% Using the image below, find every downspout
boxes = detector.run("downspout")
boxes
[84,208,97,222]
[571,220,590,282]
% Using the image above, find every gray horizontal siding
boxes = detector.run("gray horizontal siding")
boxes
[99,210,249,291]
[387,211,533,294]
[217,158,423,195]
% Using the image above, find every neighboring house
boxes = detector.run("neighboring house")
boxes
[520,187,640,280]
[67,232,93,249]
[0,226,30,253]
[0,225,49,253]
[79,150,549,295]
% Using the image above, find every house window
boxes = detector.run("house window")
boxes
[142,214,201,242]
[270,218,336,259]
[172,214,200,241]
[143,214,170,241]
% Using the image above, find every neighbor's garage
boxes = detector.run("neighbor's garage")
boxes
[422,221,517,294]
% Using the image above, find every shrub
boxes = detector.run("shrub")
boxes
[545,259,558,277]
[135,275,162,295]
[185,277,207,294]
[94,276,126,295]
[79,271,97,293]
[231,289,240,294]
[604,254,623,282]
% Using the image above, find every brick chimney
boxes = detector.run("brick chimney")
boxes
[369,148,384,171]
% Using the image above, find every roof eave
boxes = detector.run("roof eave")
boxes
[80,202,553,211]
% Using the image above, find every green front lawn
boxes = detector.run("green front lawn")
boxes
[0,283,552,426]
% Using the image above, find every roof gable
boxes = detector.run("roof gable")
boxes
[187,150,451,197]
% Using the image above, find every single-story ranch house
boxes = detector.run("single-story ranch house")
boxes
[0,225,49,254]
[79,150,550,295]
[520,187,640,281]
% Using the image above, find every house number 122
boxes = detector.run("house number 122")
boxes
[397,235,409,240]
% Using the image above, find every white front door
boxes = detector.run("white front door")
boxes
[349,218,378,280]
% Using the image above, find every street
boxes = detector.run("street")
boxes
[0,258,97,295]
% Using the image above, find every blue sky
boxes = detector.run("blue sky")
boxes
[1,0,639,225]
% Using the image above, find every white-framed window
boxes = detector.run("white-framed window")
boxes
________________________
§ **To do**: Print out the whole of the material above exactly.

§ **Response area**:
% Using the image below, find every downspout
boxes = detector.run("downspout")
boxes
[84,208,97,222]
[571,220,590,282]
% Using the image above, find every gray horizontal siding
boxes = detector.run("gray horizontal siding")
boxes
[99,210,249,291]
[387,211,533,294]
[217,158,423,195]
% Using the image above, find every neighboring house
boxes = detector.run("neighboring house")
boxes
[520,187,640,280]
[67,232,93,249]
[0,226,30,253]
[0,225,49,253]
[79,150,549,295]
% Using the image above, find every house window
boxes = detector.run("house window")
boxes
[142,214,201,242]
[270,218,336,259]
[172,214,200,241]
[143,214,170,241]
% Using the image above, find every neighbor's garage
boxes = detector.run("neighbor's garage")
boxes
[422,221,517,294]
% Using the image above, find every shrub
boxes = detector.run("shrub")
boxes
[545,259,558,277]
[135,275,162,295]
[185,277,207,294]
[94,276,126,295]
[79,271,97,293]
[231,289,240,294]
[604,254,623,282]
% Using the image above, find every brick chimney
boxes = detector.run("brick chimney")
boxes
[369,148,384,171]
% Using the image above, find every roof eave
boxes = detector.run("roof eave")
boxes
[80,202,553,211]
% Using the image above, find every green front lawn
boxes = detector.run("green front lawn")
boxes
[0,283,552,426]
% Using the image above, find every roof gable
boxes = detector.run("roof gable")
boxes
[187,150,451,197]
% Using the image above, find every single-story ranch house
boxes = detector.run("single-story ranch house")
boxes
[0,225,49,254]
[79,150,550,295]
[520,187,640,281]
% Using the image above, find every house number 122
boxes = detector.run("house number 122")
boxes
[397,235,409,240]
% Using the image above, find every white front door
boxes = detector.run("white front door")
boxes
[349,218,378,280]
% Using the image above, find every street
boxes = detector.run("street")
boxes
[0,258,97,295]
% Using the image above, find every blue sky
boxes = detector.run("blue sky")
boxes
[1,0,639,225]
% Using the image above, find every white-framed window
boxes = detector.run("white-framed window")
boxes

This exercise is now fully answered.